■ **Problem statement**
Update the stretch of the records below from the line containing "Pin the foliage" through the end of the records, replacing "agriculture field log" with "farm survey log" and changing nothing else. Give back only that stretch.
# Start of Information supplied
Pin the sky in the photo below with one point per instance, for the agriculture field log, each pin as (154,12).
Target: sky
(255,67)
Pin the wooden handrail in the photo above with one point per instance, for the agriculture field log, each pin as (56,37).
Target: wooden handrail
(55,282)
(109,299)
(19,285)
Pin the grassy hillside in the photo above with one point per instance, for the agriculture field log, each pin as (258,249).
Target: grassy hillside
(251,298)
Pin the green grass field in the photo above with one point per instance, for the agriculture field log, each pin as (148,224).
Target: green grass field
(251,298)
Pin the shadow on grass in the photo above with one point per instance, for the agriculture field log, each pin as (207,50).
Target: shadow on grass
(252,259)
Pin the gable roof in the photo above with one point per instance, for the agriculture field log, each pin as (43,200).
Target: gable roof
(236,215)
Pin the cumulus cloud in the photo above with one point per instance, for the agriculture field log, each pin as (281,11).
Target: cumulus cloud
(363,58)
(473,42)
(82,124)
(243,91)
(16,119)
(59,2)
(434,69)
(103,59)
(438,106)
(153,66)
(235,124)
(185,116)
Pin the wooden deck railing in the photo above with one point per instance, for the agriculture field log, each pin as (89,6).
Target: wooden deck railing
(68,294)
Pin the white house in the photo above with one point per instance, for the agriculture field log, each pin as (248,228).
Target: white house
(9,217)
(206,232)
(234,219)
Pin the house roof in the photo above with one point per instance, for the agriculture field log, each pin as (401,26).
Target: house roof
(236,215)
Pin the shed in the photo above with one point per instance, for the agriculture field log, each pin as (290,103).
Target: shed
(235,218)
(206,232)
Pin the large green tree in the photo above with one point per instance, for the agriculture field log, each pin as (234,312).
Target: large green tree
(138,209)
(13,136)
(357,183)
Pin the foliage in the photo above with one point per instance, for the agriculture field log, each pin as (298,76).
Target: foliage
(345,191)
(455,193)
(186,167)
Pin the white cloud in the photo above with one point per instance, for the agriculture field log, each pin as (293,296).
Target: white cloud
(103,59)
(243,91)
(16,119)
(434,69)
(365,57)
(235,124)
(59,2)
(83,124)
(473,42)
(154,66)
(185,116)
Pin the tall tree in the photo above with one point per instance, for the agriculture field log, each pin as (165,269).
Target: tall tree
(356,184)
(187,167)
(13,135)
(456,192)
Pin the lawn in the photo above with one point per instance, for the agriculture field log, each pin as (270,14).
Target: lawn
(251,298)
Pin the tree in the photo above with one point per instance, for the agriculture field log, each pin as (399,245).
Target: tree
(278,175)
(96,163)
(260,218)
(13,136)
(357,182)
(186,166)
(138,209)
# End of Information supplied
■ **Correct output**
Pin the foliage in the photo above with one point per instance, for the farm survey log, each pin as (298,76).
Target: foliage
(345,191)
(455,193)
(186,167)
Pin the white cloud in the photo above with one point per instance, for the farm survey log, each pin as (293,296).
Target: white cloud
(103,59)
(243,91)
(16,119)
(434,69)
(365,57)
(235,124)
(59,2)
(83,124)
(473,42)
(154,66)
(185,116)
Pin the tall tree in the photo above with one point per instance, for the farm survey log, each pin as (165,269).
Target: tall tree
(356,184)
(187,167)
(13,135)
(456,192)
Pin the lawn in the photo above with one point per instance, for the farm survey log, each pin as (270,14).
Target: lawn
(251,298)
Pin the tree in the photo above with one point per instance, for the farm survey log, each pin as (399,245).
Target: tree
(278,175)
(96,163)
(260,218)
(13,136)
(357,182)
(186,166)
(138,209)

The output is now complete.